== Task description ==
Return, from the listing below, every line that includes "straight".

** Opening Source material block **

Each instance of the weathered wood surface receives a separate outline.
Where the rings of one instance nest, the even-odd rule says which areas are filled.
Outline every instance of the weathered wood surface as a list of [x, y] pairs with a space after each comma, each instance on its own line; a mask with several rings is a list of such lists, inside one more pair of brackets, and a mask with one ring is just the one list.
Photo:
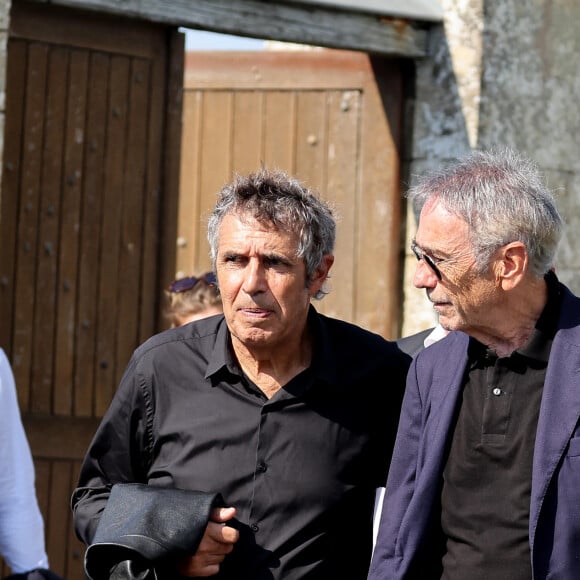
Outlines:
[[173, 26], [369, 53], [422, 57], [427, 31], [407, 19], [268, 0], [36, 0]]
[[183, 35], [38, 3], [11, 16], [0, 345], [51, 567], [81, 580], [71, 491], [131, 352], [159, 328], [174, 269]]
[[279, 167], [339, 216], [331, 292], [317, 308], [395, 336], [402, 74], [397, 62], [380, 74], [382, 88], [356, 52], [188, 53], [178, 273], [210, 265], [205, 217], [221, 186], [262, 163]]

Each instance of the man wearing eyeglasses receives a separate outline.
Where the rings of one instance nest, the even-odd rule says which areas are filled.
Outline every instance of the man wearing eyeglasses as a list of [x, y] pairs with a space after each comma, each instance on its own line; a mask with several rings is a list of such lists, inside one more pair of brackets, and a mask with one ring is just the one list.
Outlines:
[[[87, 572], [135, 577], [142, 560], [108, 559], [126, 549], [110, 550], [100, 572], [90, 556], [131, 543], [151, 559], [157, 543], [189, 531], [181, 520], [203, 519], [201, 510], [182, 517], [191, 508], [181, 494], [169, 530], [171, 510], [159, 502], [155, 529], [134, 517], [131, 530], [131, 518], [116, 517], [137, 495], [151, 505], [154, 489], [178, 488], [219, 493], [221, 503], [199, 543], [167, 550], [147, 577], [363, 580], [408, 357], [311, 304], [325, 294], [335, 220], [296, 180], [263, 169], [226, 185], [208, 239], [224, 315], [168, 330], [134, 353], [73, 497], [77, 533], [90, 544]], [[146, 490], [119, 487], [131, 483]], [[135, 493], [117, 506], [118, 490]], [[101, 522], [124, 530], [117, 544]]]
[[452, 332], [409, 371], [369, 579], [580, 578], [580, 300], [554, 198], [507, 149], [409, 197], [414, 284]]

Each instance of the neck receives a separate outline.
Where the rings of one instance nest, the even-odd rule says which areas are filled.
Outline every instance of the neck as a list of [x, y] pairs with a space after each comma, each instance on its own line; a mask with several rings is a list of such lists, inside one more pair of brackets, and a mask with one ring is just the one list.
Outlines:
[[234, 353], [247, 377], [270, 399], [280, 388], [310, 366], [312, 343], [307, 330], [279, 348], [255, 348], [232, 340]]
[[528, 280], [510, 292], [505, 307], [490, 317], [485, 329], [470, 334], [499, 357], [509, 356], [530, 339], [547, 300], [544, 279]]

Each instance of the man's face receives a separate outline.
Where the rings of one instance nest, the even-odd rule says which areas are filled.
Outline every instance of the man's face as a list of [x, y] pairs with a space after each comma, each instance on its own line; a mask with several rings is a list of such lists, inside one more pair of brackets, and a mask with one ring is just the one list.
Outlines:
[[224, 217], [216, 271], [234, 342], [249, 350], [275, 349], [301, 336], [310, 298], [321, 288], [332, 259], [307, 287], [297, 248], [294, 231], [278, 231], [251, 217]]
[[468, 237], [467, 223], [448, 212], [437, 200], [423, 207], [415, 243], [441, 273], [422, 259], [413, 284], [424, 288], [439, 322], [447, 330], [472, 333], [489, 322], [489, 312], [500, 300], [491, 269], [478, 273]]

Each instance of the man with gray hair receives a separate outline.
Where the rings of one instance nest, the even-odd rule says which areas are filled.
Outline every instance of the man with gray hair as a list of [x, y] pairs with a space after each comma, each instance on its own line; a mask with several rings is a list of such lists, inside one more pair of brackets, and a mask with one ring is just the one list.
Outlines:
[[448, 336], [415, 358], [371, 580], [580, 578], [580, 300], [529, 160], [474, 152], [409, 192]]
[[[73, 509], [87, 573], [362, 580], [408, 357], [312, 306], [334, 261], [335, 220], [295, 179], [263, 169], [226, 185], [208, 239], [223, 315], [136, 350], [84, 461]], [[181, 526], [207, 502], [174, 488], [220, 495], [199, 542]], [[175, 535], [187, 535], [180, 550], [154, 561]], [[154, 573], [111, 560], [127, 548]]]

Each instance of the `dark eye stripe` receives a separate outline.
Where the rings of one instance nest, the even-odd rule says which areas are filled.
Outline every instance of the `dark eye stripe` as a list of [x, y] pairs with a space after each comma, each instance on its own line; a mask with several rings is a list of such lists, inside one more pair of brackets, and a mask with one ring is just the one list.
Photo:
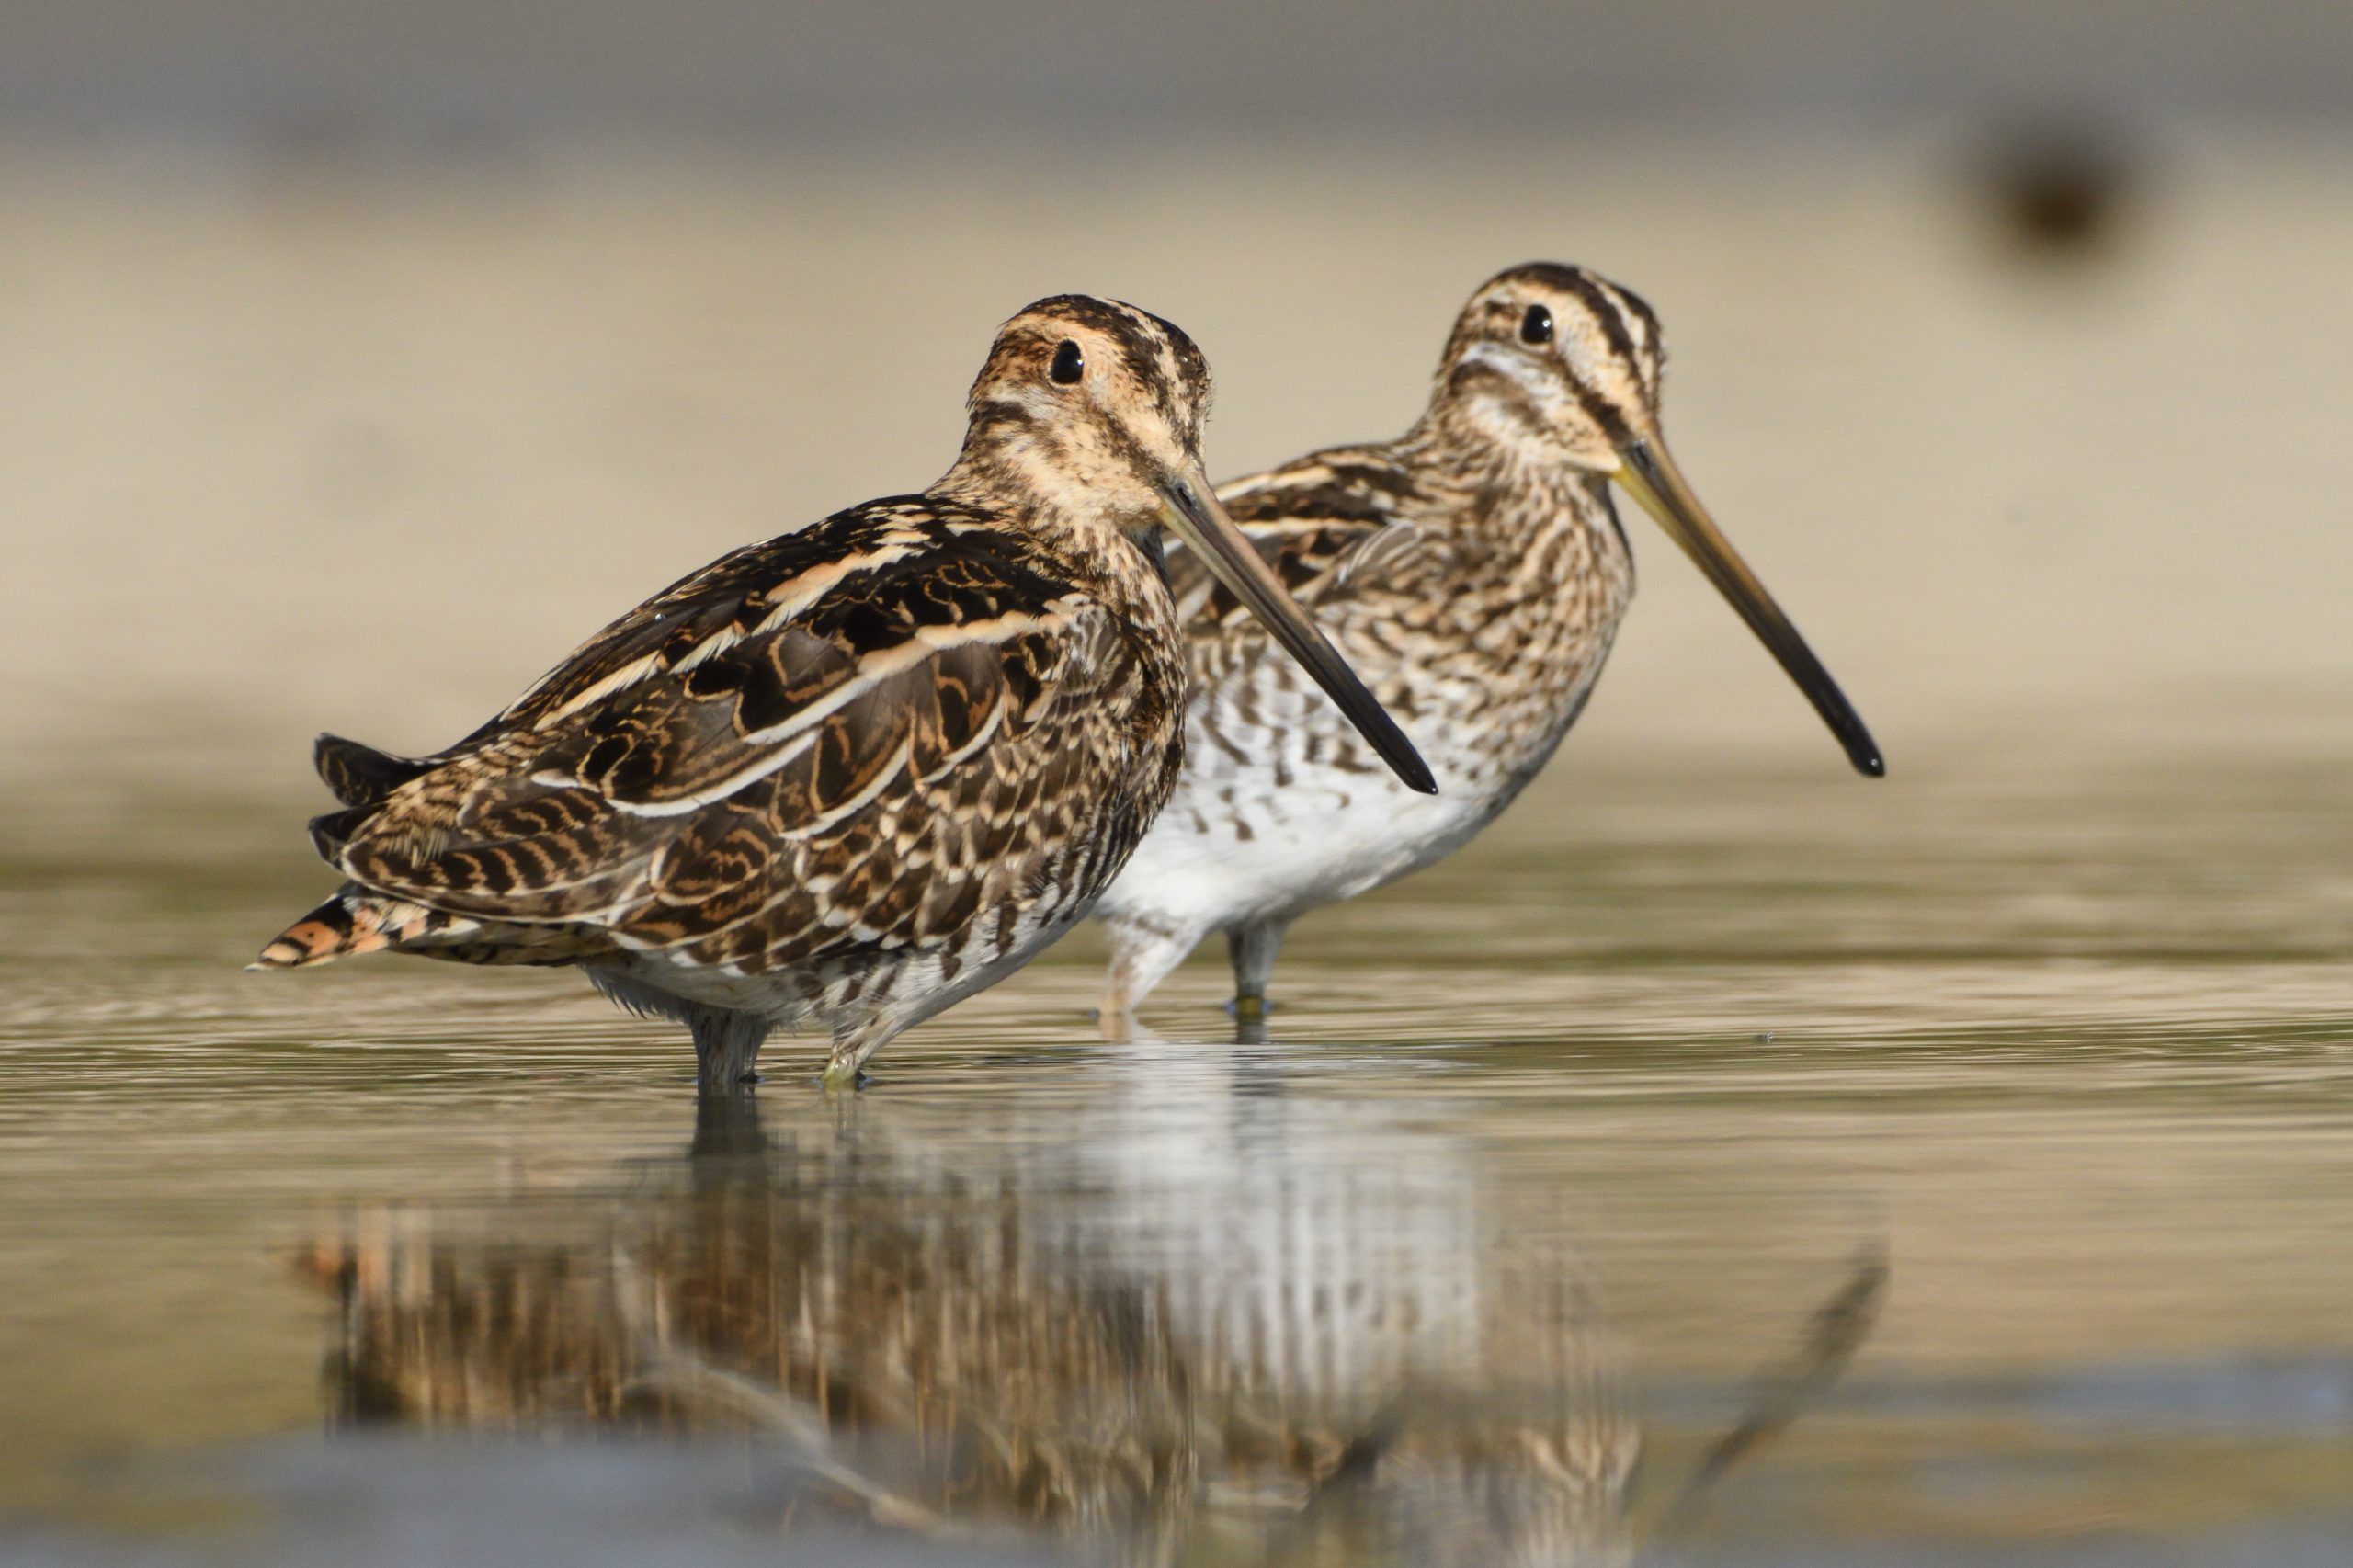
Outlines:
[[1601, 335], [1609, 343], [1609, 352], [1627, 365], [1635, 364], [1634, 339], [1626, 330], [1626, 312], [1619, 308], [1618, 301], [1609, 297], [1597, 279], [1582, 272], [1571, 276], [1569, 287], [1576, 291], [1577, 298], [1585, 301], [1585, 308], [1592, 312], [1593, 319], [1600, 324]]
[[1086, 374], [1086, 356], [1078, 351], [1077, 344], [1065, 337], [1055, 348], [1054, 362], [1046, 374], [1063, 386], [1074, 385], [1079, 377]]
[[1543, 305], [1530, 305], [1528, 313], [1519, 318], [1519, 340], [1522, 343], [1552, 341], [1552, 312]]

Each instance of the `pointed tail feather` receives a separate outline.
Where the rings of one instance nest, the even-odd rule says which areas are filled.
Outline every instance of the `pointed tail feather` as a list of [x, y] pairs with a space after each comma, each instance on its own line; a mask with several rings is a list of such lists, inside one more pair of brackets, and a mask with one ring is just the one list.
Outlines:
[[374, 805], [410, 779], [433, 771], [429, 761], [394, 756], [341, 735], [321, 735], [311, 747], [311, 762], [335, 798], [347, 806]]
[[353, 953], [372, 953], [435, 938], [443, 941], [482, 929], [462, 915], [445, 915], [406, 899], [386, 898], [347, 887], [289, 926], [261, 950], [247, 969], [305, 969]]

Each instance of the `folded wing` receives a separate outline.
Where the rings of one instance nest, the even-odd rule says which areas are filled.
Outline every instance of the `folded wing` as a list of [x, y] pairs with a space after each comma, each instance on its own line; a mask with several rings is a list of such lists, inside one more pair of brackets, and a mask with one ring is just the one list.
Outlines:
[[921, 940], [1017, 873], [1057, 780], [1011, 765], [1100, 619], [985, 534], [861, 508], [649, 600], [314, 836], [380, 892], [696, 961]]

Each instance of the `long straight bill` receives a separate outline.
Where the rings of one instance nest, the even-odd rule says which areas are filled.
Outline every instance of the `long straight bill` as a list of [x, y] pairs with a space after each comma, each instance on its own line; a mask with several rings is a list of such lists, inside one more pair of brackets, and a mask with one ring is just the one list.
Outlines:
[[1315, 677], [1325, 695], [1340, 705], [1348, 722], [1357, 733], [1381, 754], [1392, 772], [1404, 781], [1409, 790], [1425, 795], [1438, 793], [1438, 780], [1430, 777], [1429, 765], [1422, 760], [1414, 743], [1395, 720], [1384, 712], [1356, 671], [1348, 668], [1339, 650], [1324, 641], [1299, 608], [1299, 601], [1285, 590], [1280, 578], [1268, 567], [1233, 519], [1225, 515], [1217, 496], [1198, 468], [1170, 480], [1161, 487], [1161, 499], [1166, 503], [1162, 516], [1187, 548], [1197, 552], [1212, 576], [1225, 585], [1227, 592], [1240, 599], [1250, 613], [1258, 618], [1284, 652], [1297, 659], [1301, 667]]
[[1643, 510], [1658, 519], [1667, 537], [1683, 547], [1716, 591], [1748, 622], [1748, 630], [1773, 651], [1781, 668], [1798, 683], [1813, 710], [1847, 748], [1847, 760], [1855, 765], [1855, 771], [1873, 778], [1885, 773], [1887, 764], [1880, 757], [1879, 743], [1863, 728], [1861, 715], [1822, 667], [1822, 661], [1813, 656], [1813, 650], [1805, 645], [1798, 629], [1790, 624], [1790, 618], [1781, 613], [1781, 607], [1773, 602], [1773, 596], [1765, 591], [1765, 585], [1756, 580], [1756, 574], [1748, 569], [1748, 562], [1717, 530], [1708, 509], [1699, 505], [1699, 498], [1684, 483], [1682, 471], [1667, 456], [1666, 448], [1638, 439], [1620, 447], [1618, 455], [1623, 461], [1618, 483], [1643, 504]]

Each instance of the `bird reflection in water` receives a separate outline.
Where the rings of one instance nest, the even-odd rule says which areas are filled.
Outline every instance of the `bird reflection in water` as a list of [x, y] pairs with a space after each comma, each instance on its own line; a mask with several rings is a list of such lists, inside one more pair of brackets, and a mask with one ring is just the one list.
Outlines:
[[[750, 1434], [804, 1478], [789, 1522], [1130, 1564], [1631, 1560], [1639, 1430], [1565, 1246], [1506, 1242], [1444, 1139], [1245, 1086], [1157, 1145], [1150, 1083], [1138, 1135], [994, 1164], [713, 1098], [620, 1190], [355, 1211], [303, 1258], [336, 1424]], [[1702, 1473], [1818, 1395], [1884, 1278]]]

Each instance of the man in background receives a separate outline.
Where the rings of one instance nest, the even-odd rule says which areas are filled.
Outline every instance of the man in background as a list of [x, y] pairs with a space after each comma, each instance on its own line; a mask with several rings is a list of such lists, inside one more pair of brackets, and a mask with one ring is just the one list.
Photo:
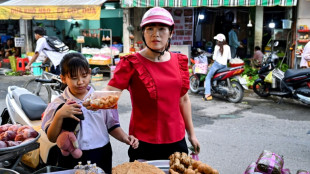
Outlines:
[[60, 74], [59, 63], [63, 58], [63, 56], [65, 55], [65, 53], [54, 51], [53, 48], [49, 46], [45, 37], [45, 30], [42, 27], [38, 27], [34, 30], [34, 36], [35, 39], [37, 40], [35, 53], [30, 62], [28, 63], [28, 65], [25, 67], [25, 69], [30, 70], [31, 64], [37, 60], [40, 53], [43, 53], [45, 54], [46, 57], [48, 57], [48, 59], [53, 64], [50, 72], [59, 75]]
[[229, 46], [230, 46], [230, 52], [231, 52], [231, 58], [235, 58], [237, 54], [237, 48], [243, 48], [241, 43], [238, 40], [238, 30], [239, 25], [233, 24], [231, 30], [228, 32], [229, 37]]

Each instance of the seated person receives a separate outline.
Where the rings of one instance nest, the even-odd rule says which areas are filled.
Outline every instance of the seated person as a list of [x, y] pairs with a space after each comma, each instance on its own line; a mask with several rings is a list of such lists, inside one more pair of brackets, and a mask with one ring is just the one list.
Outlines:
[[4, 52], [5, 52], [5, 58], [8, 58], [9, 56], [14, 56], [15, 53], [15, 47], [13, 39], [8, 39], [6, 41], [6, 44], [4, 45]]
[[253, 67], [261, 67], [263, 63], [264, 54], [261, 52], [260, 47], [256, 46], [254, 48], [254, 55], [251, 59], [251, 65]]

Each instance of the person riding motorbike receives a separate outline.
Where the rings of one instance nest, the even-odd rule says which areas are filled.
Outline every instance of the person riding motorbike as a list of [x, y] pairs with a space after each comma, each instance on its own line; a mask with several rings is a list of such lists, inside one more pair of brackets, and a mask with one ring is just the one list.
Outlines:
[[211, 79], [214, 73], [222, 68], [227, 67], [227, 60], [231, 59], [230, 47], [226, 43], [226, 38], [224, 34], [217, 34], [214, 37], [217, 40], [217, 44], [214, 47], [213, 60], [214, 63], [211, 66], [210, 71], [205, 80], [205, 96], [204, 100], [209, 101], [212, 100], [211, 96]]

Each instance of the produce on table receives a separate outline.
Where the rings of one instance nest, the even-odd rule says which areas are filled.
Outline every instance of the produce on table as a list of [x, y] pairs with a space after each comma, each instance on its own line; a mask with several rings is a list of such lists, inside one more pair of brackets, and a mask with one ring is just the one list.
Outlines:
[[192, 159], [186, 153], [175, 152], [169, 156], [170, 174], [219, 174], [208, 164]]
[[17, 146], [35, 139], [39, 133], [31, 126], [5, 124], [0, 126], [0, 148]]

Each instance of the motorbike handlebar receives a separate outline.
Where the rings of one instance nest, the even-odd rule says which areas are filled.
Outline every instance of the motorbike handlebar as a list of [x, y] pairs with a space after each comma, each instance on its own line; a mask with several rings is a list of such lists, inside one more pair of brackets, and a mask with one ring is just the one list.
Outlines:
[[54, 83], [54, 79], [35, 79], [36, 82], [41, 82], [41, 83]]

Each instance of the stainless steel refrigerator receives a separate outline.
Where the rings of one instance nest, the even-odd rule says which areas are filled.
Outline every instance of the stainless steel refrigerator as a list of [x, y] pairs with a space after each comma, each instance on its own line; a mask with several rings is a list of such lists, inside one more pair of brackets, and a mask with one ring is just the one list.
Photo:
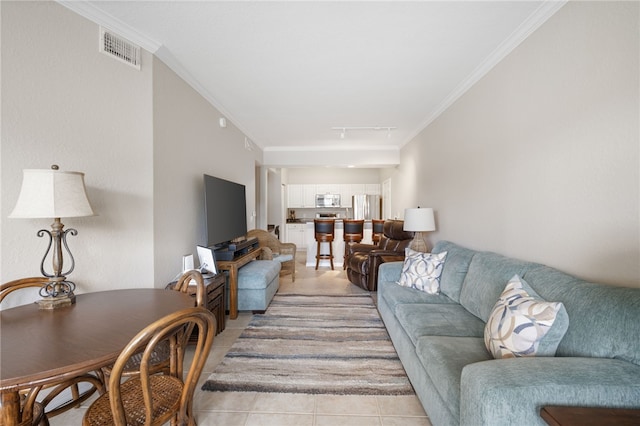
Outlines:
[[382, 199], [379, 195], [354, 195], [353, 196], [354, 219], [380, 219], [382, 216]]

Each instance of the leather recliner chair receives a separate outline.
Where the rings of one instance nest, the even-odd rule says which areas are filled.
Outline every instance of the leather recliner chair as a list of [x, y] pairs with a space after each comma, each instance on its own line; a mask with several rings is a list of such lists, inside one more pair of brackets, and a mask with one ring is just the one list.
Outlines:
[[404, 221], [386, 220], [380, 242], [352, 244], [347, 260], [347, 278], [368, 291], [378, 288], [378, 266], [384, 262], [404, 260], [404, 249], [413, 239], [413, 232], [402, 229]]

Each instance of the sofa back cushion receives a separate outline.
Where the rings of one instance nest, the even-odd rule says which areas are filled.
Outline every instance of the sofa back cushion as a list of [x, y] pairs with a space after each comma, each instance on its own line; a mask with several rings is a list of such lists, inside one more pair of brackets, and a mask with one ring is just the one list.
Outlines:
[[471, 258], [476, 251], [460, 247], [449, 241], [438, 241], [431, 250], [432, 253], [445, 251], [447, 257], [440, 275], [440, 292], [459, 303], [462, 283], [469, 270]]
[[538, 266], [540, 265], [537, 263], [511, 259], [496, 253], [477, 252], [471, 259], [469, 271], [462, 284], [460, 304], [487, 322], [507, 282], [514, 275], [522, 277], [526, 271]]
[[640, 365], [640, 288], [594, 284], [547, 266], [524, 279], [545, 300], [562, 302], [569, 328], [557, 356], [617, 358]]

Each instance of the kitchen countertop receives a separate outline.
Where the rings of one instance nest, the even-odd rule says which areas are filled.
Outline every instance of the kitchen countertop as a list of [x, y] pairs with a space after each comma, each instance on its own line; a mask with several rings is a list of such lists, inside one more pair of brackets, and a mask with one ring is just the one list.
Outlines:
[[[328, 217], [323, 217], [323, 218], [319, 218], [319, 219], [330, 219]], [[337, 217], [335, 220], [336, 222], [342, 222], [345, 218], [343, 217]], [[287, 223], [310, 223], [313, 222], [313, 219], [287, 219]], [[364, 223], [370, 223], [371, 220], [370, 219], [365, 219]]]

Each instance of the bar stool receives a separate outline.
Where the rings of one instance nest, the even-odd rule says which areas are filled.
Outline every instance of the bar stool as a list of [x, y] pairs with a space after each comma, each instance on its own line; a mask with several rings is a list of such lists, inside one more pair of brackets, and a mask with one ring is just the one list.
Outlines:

** Closing Source material block **

== Written solution ==
Each instance of the `long straight bill` receives a separate outline.
Outline every instance of the `long straight bill` as a list of [x, y] pairs with a space after each comma, each instance on its own line; a mask with several rings is a list of such lists, inside one more pair of brackets, and a mask with one ring is just the one list.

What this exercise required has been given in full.